• _Aim of the task_:
From the rows below, keep only the lines that contain the string "orange" and copy each one out. Match case exactly.

• _Working data_:
## START
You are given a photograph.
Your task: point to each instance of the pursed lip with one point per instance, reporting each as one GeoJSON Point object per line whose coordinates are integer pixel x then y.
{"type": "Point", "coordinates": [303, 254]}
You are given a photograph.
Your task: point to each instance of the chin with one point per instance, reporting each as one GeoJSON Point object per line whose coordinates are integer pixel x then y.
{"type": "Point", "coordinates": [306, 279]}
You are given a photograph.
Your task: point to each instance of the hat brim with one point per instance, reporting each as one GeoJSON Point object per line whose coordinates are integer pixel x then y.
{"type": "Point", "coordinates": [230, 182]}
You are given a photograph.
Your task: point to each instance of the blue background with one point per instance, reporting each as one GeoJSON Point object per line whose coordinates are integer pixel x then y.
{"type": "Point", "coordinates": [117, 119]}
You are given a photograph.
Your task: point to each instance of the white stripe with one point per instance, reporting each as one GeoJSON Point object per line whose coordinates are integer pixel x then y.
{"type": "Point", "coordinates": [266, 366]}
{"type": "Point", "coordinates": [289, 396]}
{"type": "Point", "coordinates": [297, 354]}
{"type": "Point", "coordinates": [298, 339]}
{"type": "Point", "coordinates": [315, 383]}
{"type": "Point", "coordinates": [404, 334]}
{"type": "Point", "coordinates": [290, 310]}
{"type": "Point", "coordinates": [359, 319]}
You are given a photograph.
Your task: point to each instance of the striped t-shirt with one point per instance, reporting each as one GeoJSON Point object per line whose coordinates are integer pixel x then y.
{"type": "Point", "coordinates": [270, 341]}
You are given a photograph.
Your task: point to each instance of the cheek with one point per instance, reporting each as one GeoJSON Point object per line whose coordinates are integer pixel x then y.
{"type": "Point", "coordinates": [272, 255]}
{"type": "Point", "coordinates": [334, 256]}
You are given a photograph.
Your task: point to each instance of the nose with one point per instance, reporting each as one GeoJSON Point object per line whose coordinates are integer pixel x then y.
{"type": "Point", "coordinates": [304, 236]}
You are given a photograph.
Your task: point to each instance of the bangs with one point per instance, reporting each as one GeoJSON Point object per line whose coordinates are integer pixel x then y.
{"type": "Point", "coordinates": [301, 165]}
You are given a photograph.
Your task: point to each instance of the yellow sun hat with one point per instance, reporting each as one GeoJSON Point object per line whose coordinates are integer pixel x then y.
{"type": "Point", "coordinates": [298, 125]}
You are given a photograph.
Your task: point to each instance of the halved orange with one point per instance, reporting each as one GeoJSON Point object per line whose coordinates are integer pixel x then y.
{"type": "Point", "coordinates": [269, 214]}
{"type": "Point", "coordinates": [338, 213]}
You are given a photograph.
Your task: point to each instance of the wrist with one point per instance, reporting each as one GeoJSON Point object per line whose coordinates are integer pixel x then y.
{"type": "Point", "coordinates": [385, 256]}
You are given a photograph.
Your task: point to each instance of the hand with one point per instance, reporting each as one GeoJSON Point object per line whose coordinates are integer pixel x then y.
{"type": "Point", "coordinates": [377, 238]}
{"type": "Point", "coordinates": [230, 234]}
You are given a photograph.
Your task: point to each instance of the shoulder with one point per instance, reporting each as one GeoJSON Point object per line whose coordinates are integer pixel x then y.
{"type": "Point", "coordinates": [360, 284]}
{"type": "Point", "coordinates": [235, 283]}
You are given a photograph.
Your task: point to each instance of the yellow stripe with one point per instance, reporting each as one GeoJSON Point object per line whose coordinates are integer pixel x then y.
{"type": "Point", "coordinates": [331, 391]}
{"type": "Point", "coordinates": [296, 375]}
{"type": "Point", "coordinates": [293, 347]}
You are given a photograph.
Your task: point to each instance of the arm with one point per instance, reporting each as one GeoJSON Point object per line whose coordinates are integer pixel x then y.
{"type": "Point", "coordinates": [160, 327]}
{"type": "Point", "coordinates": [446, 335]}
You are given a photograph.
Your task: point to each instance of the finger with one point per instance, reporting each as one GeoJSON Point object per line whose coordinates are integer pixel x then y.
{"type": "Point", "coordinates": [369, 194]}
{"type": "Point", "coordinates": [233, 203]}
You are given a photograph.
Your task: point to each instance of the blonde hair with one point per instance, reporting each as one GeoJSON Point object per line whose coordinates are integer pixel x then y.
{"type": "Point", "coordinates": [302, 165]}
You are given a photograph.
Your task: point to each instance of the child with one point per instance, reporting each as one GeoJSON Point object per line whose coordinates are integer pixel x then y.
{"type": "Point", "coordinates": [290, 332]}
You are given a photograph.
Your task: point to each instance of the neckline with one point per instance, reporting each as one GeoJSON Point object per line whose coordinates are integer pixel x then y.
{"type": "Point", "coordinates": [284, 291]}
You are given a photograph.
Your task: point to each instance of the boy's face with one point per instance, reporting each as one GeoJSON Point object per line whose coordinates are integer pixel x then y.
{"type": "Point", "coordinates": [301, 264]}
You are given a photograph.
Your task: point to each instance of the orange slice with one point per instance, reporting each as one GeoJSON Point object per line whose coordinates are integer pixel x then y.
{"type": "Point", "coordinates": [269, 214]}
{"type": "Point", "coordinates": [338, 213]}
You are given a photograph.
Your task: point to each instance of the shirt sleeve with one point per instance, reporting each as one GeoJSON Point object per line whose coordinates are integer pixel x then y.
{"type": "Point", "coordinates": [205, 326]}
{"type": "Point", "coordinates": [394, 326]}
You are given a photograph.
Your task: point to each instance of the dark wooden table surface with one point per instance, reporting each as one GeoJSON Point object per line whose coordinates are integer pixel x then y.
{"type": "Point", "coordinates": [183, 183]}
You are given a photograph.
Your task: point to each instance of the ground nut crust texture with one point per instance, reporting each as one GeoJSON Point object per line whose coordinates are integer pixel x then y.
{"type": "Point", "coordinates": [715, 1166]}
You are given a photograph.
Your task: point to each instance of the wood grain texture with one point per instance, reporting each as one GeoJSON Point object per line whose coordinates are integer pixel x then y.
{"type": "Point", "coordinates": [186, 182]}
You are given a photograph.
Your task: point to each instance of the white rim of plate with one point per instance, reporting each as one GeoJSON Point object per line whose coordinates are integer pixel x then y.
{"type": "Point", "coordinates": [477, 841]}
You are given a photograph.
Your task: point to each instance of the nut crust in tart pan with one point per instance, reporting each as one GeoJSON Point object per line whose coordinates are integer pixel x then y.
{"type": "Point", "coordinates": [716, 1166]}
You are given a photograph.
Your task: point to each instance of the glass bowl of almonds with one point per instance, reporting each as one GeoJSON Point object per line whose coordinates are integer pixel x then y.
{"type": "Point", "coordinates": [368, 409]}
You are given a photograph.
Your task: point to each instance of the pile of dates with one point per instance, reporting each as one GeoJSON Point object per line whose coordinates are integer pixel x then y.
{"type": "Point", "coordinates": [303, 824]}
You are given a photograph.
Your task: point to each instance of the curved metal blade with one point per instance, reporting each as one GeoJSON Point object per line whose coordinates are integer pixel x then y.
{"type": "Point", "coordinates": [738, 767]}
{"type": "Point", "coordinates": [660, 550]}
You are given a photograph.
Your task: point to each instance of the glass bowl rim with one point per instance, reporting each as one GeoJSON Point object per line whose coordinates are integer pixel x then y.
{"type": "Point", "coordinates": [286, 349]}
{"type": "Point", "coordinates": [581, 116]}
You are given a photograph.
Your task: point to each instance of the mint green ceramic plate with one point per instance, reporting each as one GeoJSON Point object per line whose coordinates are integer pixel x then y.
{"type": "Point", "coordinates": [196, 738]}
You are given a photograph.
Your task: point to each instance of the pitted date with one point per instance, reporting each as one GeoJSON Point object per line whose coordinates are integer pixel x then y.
## END
• _Complete answer_:
Your task: point to each instance of the halved orange with one point per instance, reporting each as one GeoJSON Point object per line whose coordinates are integer pixel x then y.
Your task: point to each instance of the orange slice with one point per instance, reporting each as one GeoJSON Point object per line whose coordinates are integer pixel x then y.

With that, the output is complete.